Your instructions:
Retype the lines below word for word, keeping every one of them.

:: Record extracts ::

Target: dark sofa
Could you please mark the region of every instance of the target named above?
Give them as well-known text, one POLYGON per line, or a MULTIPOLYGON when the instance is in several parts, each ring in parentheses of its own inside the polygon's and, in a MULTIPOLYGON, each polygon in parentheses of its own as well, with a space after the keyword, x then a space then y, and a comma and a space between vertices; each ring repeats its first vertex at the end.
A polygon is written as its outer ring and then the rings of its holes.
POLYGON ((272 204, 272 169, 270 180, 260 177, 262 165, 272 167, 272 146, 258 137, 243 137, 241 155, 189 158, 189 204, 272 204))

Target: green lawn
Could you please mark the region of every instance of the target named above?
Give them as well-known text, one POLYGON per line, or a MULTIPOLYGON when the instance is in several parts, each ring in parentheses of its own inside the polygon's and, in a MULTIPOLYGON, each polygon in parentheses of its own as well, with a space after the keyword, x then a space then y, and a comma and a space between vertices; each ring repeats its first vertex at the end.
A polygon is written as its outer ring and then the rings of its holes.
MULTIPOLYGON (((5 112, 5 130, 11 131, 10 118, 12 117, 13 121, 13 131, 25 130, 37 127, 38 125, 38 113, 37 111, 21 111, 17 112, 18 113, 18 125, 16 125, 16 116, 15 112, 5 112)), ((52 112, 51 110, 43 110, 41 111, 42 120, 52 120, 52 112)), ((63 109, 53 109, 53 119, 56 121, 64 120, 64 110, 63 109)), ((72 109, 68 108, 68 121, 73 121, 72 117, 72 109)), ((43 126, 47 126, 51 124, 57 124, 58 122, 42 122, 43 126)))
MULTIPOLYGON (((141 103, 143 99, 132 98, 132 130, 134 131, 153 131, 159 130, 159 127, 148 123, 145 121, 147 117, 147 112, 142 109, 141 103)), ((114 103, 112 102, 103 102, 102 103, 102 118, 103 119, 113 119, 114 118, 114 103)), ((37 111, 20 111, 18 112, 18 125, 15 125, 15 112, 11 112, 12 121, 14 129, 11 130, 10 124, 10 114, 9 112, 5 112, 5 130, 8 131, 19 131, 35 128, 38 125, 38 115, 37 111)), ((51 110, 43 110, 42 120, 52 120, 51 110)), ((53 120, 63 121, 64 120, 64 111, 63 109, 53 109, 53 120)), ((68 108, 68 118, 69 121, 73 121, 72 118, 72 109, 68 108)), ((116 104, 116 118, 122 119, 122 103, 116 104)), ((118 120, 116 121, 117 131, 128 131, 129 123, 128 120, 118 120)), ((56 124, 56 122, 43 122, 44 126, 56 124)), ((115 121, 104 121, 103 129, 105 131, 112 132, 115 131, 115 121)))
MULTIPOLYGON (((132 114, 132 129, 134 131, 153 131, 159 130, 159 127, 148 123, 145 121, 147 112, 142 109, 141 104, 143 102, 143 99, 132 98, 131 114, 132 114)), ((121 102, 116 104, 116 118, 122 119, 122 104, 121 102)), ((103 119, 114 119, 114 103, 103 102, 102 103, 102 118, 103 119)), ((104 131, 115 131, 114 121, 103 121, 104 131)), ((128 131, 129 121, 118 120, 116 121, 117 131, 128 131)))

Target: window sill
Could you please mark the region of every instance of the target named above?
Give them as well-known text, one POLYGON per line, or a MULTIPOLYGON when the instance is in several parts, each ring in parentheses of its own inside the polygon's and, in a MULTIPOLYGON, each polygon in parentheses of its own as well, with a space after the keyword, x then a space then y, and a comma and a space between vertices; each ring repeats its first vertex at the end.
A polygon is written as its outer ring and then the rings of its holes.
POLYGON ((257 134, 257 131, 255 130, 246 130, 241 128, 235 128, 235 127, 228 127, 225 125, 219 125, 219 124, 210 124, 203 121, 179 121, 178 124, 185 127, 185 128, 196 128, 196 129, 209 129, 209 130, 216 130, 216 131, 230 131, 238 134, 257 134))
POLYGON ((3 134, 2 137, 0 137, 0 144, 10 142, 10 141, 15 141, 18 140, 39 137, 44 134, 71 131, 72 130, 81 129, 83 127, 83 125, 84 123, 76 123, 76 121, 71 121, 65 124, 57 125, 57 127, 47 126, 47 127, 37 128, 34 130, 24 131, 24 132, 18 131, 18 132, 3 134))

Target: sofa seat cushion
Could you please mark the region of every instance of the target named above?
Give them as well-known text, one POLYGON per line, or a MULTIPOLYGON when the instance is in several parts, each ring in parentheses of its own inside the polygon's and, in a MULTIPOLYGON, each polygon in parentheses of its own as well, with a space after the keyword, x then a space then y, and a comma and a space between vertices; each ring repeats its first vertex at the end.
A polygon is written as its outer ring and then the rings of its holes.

:::

Result:
Target: dark sofa
Could you please mark the region of every instance of the target named above?
Give them as well-known text, one POLYGON per line, or a MULTIPOLYGON when the instance is in several parts, each ring in parentheses of its own inside the polygon's and, in a MULTIPOLYGON, each polygon in parentheses of its own as well, with a space after the keyword, x then a space then y, and a comma and a space between vertices; each ring repeats its first vertex at the end.
A polygon is written as its outer ring and then the rings of its holes.
POLYGON ((272 204, 272 169, 270 180, 260 177, 262 165, 272 167, 272 146, 258 137, 243 137, 241 155, 189 158, 189 204, 272 204))

Target: green lawn
Could you please mark the region of every instance of the target named above?
Give them as well-known text, one POLYGON per line, or a MULTIPOLYGON when the instance is in several parts, each ring in parentheses of its own inside the polygon's and, in a MULTIPOLYGON, each polygon in parentheses of its own as well, with a space after the keyword, x then a space then y, and a comma and a space between vertices; each ring repeats its first vertex at the end.
A polygon is written as its outer ring and then the rings of its holes.
MULTIPOLYGON (((5 112, 5 130, 11 131, 10 118, 12 117, 13 121, 13 131, 25 130, 37 127, 38 125, 38 113, 37 111, 21 111, 17 112, 18 113, 18 125, 16 125, 16 116, 15 112, 5 112)), ((52 112, 51 110, 43 110, 41 111, 42 120, 52 120, 52 112)), ((63 109, 53 109, 53 119, 56 121, 64 120, 64 110, 63 109)), ((72 109, 68 108, 68 121, 73 121, 72 117, 72 109)), ((43 126, 47 126, 51 124, 57 124, 58 122, 42 122, 43 126)))
MULTIPOLYGON (((141 103, 143 99, 132 98, 132 130, 134 131, 153 131, 159 130, 159 127, 148 123, 145 121, 147 117, 147 112, 142 109, 141 103)), ((114 103, 112 102, 103 102, 102 103, 102 118, 103 119, 113 119, 114 118, 114 103)), ((37 111, 20 111, 18 112, 18 125, 15 125, 15 112, 11 112, 12 121, 14 129, 11 130, 10 124, 10 114, 9 112, 5 112, 5 130, 8 131, 19 131, 35 128, 38 125, 38 115, 37 111)), ((51 110, 43 110, 42 120, 52 120, 51 110)), ((53 120, 63 121, 64 120, 64 111, 63 109, 53 109, 53 120)), ((68 108, 68 118, 69 121, 73 121, 72 118, 72 109, 68 108)), ((116 104, 116 118, 122 119, 122 103, 116 104)), ((118 120, 116 121, 117 131, 128 131, 129 123, 128 120, 118 120)), ((56 124, 56 122, 43 122, 44 126, 56 124)), ((115 121, 104 121, 103 129, 105 131, 112 132, 115 131, 115 121)))
MULTIPOLYGON (((132 114, 132 129, 134 131, 153 131, 159 130, 159 127, 148 123, 145 121, 147 112, 142 109, 141 104, 143 102, 143 99, 132 98, 131 114, 132 114)), ((121 102, 116 104, 116 118, 122 119, 122 104, 121 102)), ((103 119, 114 119, 114 103, 103 102, 102 103, 102 118, 103 119)), ((104 131, 115 131, 114 121, 103 121, 104 131)), ((128 131, 129 121, 118 120, 116 121, 117 131, 128 131)))

Target: window sill
Could you please mark the region of every instance of the target named above?
Give them as well-known text, one POLYGON per line, or a MULTIPOLYGON when the instance is in several parts, each ring in parentheses of its own inside the polygon's and, in a MULTIPOLYGON, each polygon in parentheses of its own as well, with a space after the keyword, x then a space then y, and a comma and a space between vertices; each ring repeats its first vertex at the end.
A polygon is written as its outer ring and then the rings of its holes.
POLYGON ((257 134, 257 131, 255 130, 246 130, 241 128, 235 128, 235 127, 228 127, 225 125, 219 125, 219 124, 210 124, 203 121, 179 121, 178 124, 185 127, 185 128, 196 128, 196 129, 209 129, 209 130, 216 130, 216 131, 230 131, 238 134, 257 134))
POLYGON ((3 134, 2 137, 0 137, 0 144, 10 142, 10 141, 15 141, 18 140, 39 137, 44 134, 71 131, 72 130, 81 129, 83 127, 83 125, 84 123, 76 123, 76 121, 71 121, 65 124, 57 125, 57 127, 47 126, 47 127, 37 128, 34 130, 24 131, 24 132, 18 131, 18 132, 3 134))

Target: sofa seat cushion
Could you please mark the region of every instance of the target named above?
Give them as well-known text, one POLYGON per line, or a MULTIPOLYGON when the instance is in several parts, each ring in parentheses of its own inside the polygon's and, in a MULTIPOLYGON, each polygon in parentheses of its own as well, with a space after the keyword, x then a space then y, and a comma and a space between vertices; each ring repeats its first vertex at the end.
A polygon is written as its outer ring and then the rings of its holes.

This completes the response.